### TEXT EXCERPT:
--- START ---

At one point, the report addresses the impasse between "doctrinal firmness" and "pastoral welcome" in the church's ministry to LGBTQ Catholics, writing: "The Church's mission is not a matter of abstractly proclaiming and deductively applying principles that are set out in an immutable and rigid manner, but of fostering a living encounter with the person of the risen Lord Jesus by engaging with the lived experience of faith of the People of God ... in relation to the diverse situations of life and the many cultural contexts."
McElroy highlighted that section of the report as well as another excerpt emphasizing the singularity of every person. He said Jesus' pastoral method reflected "a specific and consistent pattern."
"First the Lord embraced those who had come to him for help. Then, he assisted them with the issue that was weighing them down. Only then did he call them to reform. This pattern must consistently be reflected in the church's pastoral practice and in our own pastoral outreach to those whom we encounter in our lives within the context of faith," he said.
Outreach is a ministry begun by Jesuit Fr. James Martin to strengthen the relationship between the Catholic Church and LGBTQ Catholics. (Courtesy of Outreach and America Media/Kevin Christopher Robles)
McElroy said he regarded the call to reform the conception of pastoral theology from Pope Francis, who convened the synod on synodality, as the late pope's greatest contribution to the life of the church.
"Pastoral practice is not the understanding of how to apply an already formed and often reified set of principles to concrete situations. It proceeds from the conviction that the concrete situations in which people find themselves are constitutive dimensions of how doctrine should be formed in the light of the kerygma," or full proclamation of the Gospel, the cardinal said.
McElroy, who was a synod delegate along with Martin, gave his homily on the second day of the June 19-21 Outreach conference. Other speakers included Martin, Catholic Charities USA president Kerry Robinson and theological ethicist Jesuit Fr. James Keenan.
Martin, editor-at-large of America magazine, formed Outreach as a ministry to LBGTQ Catholics, in 2022 launching a website providing news and opinion coverage along with pastoral resources for individuals, family, friends and ministers. In the time since, the ministry has drawn opposition from conservative corners of the church, as well as support from Francis and several U.S. cardinals and bishops.
McElroy was the second cardinal to celebrate Mass at an Outreach conference, following his predecessor Cardinal Wilton Gregory of Washington, who did so in 2024.

--- END ---

### REQUIREMENTS:
a - Answer these questions about the article on McElroy's homily:
(i) Who began the Outreach ministry?
(ii) On what dates was the Outreach conference held?
(iii) Which cardinal celebrated Mass at an Outreach conference in 2024?
b - Print the passage of the article on McElroy's homily from "Outreach is a" to "the cardinal said.", both ends included.

### DATASET RECORDS:

--- START ---

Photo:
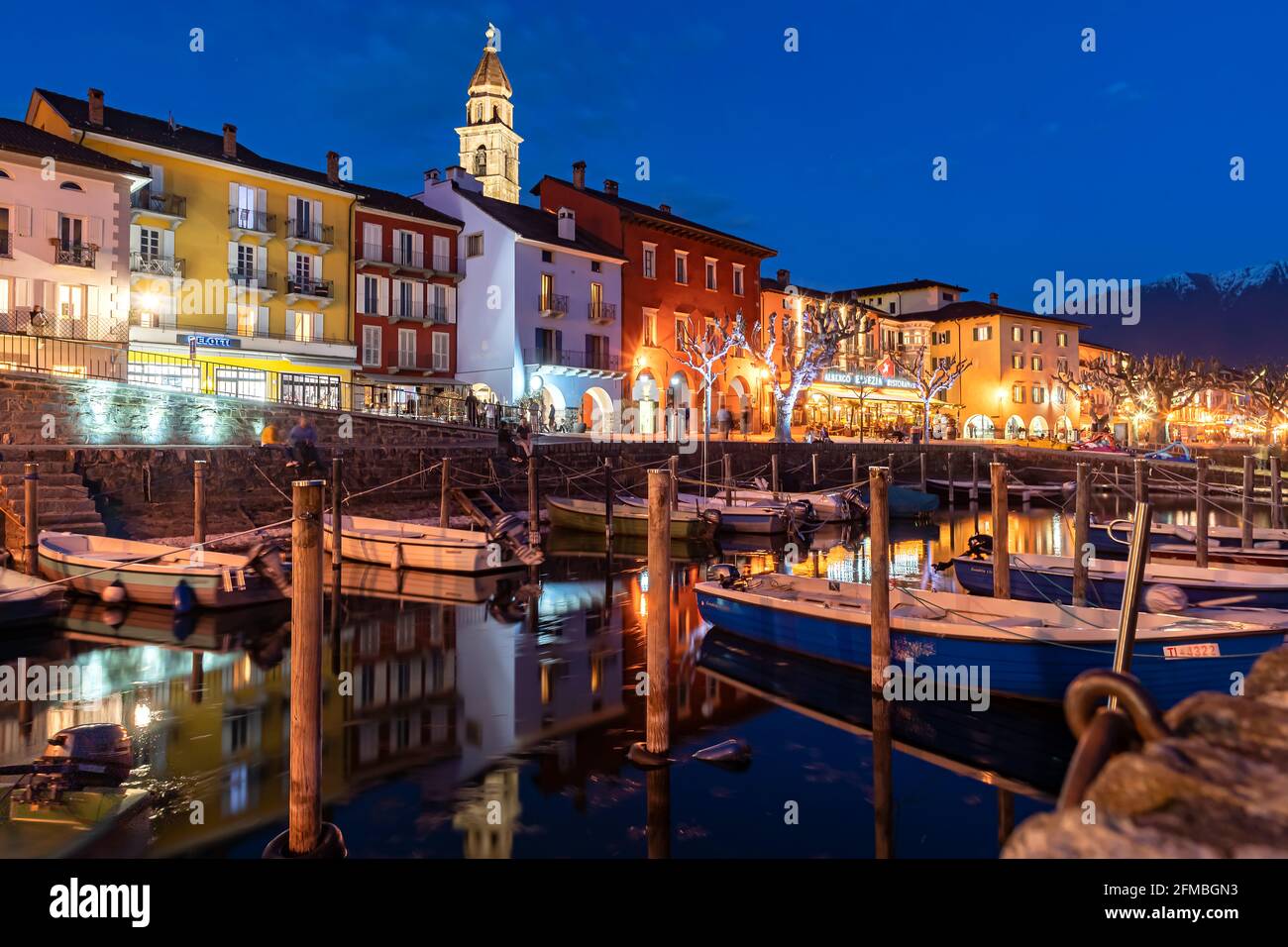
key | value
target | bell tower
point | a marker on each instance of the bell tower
(489, 147)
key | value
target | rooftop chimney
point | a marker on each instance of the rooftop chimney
(567, 224)
(95, 107)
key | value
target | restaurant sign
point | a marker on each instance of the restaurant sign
(866, 379)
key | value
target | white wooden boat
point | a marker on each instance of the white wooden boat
(412, 545)
(25, 599)
(150, 573)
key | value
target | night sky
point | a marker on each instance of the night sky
(1107, 163)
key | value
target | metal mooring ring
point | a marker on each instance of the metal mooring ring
(1086, 696)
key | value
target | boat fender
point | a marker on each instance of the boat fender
(183, 599)
(330, 845)
(1166, 598)
(732, 754)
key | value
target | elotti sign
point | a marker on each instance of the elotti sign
(210, 342)
(864, 379)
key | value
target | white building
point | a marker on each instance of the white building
(539, 309)
(63, 249)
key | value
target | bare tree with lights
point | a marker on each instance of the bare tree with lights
(930, 381)
(807, 346)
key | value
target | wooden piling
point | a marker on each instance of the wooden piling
(1001, 553)
(30, 517)
(1132, 590)
(445, 491)
(198, 502)
(1201, 514)
(307, 554)
(336, 517)
(533, 510)
(1081, 534)
(879, 545)
(1276, 513)
(658, 710)
(1249, 474)
(608, 504)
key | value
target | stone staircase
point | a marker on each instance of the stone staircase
(63, 500)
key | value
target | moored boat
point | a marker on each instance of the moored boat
(1050, 579)
(412, 545)
(588, 515)
(153, 574)
(1025, 648)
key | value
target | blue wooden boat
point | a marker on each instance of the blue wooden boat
(907, 502)
(1025, 648)
(1050, 579)
(1115, 538)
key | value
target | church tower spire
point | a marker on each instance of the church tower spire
(489, 147)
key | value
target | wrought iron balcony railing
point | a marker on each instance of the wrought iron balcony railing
(75, 256)
(154, 264)
(252, 221)
(310, 231)
(165, 205)
(553, 304)
(308, 286)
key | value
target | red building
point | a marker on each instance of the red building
(679, 274)
(406, 270)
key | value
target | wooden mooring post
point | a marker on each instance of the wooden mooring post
(1276, 513)
(1249, 479)
(1081, 534)
(307, 834)
(1142, 519)
(1001, 552)
(879, 528)
(198, 502)
(1201, 513)
(657, 712)
(445, 493)
(30, 517)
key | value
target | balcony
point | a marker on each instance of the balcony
(259, 281)
(75, 254)
(155, 264)
(308, 234)
(167, 206)
(308, 289)
(252, 223)
(557, 361)
(553, 305)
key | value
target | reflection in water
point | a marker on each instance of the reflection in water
(489, 718)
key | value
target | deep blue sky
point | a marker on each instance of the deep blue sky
(1112, 163)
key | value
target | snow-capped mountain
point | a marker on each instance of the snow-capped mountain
(1239, 316)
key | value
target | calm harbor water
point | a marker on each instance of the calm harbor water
(490, 716)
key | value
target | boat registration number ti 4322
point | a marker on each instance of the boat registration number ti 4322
(1197, 650)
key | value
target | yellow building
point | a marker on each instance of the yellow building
(240, 273)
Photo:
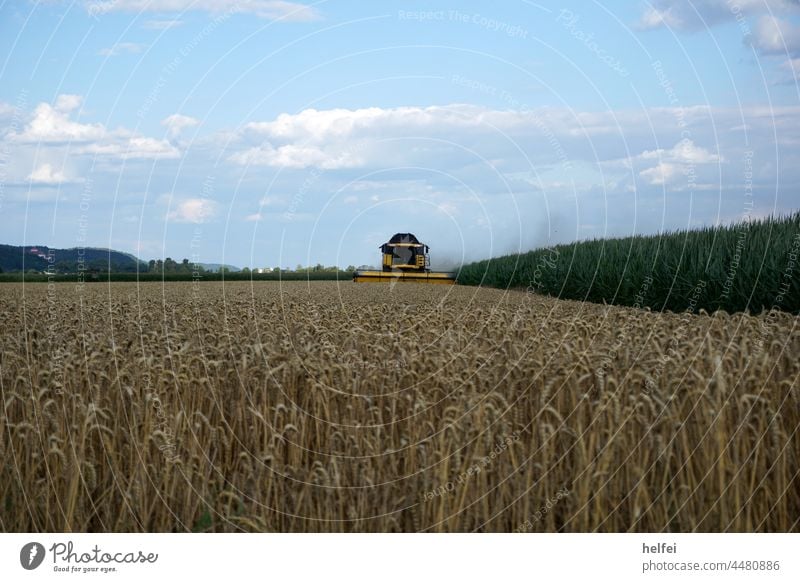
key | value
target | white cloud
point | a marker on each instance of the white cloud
(65, 103)
(296, 157)
(269, 9)
(176, 123)
(52, 124)
(701, 14)
(271, 201)
(47, 175)
(679, 161)
(195, 210)
(776, 36)
(133, 148)
(162, 24)
(130, 48)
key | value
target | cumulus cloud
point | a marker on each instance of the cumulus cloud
(269, 9)
(54, 126)
(130, 48)
(679, 162)
(46, 175)
(701, 14)
(176, 123)
(775, 36)
(194, 210)
(133, 148)
(162, 24)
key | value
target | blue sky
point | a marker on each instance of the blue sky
(274, 133)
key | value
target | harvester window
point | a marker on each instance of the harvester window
(403, 255)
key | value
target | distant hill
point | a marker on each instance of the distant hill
(40, 257)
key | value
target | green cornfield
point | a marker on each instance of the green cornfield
(751, 266)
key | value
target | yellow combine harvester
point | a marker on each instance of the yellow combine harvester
(405, 260)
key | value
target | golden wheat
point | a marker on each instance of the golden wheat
(344, 407)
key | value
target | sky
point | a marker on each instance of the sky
(266, 133)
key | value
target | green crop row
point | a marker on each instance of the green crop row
(749, 266)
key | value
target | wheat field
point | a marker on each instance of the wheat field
(325, 406)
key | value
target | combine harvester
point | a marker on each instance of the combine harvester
(405, 260)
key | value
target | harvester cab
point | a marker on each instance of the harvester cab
(405, 252)
(404, 260)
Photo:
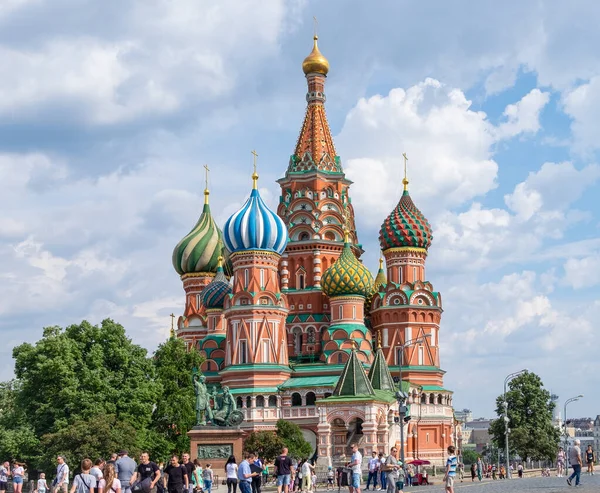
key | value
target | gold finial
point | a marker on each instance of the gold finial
(347, 222)
(405, 180)
(206, 191)
(255, 174)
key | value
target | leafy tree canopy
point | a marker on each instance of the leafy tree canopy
(265, 443)
(174, 414)
(532, 434)
(292, 437)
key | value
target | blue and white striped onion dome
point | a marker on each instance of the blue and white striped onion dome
(255, 227)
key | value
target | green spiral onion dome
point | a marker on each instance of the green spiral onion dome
(347, 276)
(406, 226)
(200, 249)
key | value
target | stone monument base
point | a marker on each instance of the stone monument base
(214, 445)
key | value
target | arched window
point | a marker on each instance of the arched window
(296, 399)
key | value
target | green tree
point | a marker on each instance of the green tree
(469, 456)
(532, 434)
(174, 414)
(95, 437)
(84, 375)
(292, 437)
(265, 443)
(17, 438)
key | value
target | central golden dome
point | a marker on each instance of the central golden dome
(315, 62)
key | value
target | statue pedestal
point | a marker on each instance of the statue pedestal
(214, 445)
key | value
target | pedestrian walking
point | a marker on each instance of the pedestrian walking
(109, 477)
(590, 458)
(560, 463)
(575, 460)
(373, 470)
(125, 468)
(231, 474)
(42, 486)
(356, 466)
(450, 474)
(18, 474)
(176, 476)
(208, 477)
(84, 482)
(284, 471)
(61, 481)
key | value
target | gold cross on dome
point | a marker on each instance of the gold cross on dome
(206, 174)
(405, 180)
(255, 156)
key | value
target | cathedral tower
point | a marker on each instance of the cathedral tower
(256, 354)
(314, 195)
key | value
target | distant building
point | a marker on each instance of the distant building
(464, 415)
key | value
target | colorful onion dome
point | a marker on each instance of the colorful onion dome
(213, 295)
(380, 278)
(347, 276)
(406, 226)
(315, 62)
(255, 226)
(200, 249)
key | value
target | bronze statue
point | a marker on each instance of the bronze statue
(203, 409)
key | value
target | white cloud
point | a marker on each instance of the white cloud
(168, 56)
(524, 116)
(583, 272)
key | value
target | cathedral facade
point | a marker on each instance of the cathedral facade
(288, 317)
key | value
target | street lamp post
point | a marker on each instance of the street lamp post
(567, 402)
(506, 429)
(400, 395)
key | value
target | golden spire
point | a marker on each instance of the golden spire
(315, 62)
(206, 191)
(172, 325)
(405, 180)
(346, 223)
(255, 174)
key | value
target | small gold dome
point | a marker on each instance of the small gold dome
(315, 62)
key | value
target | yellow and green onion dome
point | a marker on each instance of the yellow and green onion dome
(347, 276)
(406, 226)
(200, 249)
(213, 295)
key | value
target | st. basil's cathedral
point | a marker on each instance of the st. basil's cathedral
(288, 317)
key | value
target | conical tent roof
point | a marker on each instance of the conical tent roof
(353, 380)
(379, 373)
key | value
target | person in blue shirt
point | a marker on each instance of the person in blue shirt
(245, 474)
(451, 464)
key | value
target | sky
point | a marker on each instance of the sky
(109, 111)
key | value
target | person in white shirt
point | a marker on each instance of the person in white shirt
(374, 464)
(356, 466)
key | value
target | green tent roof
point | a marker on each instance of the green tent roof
(353, 381)
(379, 373)
(300, 382)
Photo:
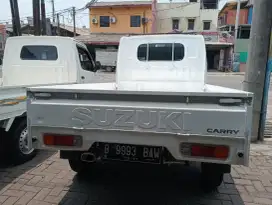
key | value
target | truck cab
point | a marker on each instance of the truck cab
(32, 60)
(36, 60)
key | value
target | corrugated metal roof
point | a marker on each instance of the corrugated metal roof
(119, 3)
(79, 31)
(101, 38)
(250, 3)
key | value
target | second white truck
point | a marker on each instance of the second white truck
(35, 60)
(159, 111)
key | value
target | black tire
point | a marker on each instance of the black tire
(78, 166)
(210, 180)
(18, 156)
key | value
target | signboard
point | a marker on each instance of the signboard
(236, 62)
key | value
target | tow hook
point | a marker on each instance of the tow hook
(88, 157)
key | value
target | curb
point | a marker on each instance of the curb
(222, 73)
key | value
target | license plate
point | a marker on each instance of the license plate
(132, 153)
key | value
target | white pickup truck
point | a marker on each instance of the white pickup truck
(35, 60)
(160, 111)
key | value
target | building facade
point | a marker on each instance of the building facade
(121, 17)
(188, 16)
(2, 39)
(226, 22)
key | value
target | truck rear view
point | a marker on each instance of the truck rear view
(159, 111)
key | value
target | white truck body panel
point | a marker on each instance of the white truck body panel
(107, 57)
(152, 103)
(188, 73)
(18, 73)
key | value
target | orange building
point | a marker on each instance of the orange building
(121, 17)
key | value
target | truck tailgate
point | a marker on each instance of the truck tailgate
(12, 102)
(139, 118)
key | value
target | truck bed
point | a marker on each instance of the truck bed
(12, 102)
(102, 113)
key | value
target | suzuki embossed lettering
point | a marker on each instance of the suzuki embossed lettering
(127, 118)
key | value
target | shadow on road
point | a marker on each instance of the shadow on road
(124, 185)
(10, 174)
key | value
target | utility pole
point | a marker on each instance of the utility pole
(257, 61)
(36, 17)
(43, 17)
(58, 25)
(53, 10)
(15, 18)
(237, 20)
(74, 20)
(236, 62)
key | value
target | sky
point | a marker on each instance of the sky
(25, 9)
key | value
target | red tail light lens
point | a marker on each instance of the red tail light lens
(60, 140)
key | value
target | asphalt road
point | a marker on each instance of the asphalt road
(47, 180)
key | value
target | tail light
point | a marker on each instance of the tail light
(61, 140)
(202, 150)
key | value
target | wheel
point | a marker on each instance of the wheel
(78, 166)
(210, 180)
(18, 143)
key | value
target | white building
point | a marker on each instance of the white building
(193, 15)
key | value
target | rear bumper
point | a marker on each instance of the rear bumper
(172, 142)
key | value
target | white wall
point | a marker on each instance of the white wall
(184, 11)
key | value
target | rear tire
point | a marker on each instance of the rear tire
(17, 138)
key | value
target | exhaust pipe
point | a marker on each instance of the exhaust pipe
(88, 157)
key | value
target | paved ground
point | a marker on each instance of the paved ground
(48, 180)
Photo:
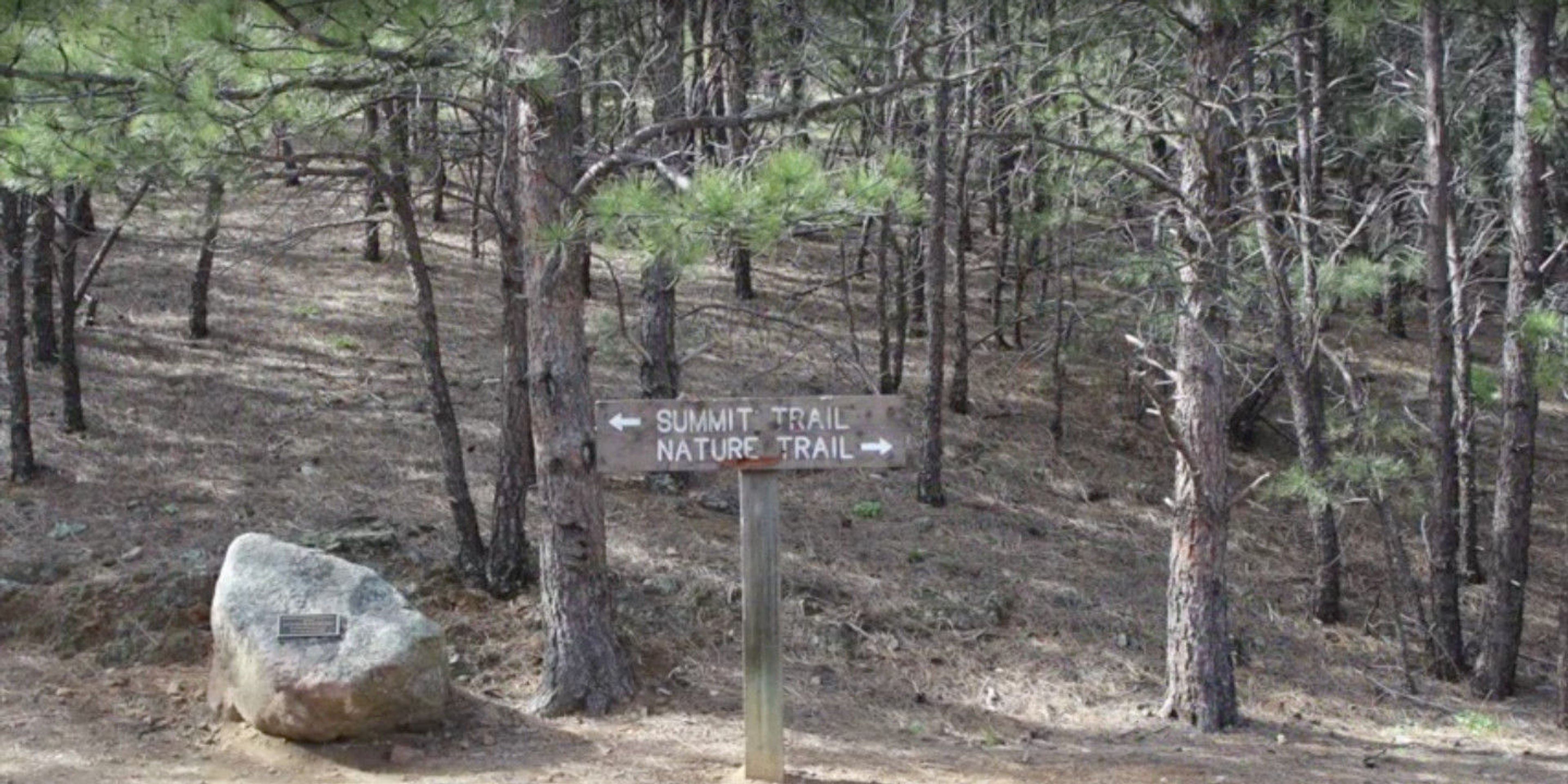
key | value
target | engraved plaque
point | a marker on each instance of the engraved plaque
(319, 626)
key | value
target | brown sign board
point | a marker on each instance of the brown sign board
(830, 432)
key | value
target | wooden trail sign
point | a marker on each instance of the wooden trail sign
(835, 432)
(760, 438)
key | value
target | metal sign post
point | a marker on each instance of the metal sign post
(758, 438)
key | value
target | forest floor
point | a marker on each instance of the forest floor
(1013, 636)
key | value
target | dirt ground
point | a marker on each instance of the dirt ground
(1013, 636)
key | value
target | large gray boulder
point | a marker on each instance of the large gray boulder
(388, 670)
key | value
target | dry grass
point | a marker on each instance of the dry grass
(1013, 636)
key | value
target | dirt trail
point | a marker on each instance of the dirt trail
(1010, 637)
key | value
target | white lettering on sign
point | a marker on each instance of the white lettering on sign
(681, 435)
(777, 433)
(799, 418)
(703, 419)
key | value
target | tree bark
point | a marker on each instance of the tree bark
(1443, 535)
(15, 226)
(1296, 332)
(69, 366)
(659, 369)
(211, 220)
(1510, 519)
(584, 664)
(375, 203)
(931, 488)
(510, 567)
(1462, 300)
(959, 391)
(1200, 678)
(46, 345)
(394, 183)
(737, 80)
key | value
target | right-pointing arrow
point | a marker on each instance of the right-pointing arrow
(880, 446)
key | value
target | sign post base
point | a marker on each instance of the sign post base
(760, 578)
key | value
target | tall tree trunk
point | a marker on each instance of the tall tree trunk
(211, 218)
(901, 311)
(1462, 300)
(1510, 518)
(46, 347)
(1200, 678)
(1443, 535)
(931, 480)
(375, 203)
(1296, 332)
(69, 368)
(737, 80)
(15, 226)
(510, 567)
(394, 183)
(885, 380)
(959, 391)
(584, 664)
(659, 371)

--- END ---

### TASK-BY-TASK RESULTS:
a -
(i) Jesuit Fr. James Martin
(ii) June 19-21
(iii) Cardinal Wilton Gregory of Washington

b -
Outreach is a ministry begun by Jesuit Fr. James Martin to strengthen the relationship between the Catholic Church and LGBTQ Catholics. (Courtesy of Outreach and America Media/Kevin Christopher Robles)
McElroy said he regarded the call to reform the conception of pastoral theology from Pope Francis, who convened the synod on synodality, as the late pope's greatest contribution to the life of the church.
"Pastoral practice is not the understanding of how to apply an already formed and often reified set of principles to concrete situations. It proceeds from the conviction that the concrete situations in which people find themselves are constitutive dimensions of how doctrine should be formed in the light of the kerygma," or full proclamation of the Gospel, the cardinal said.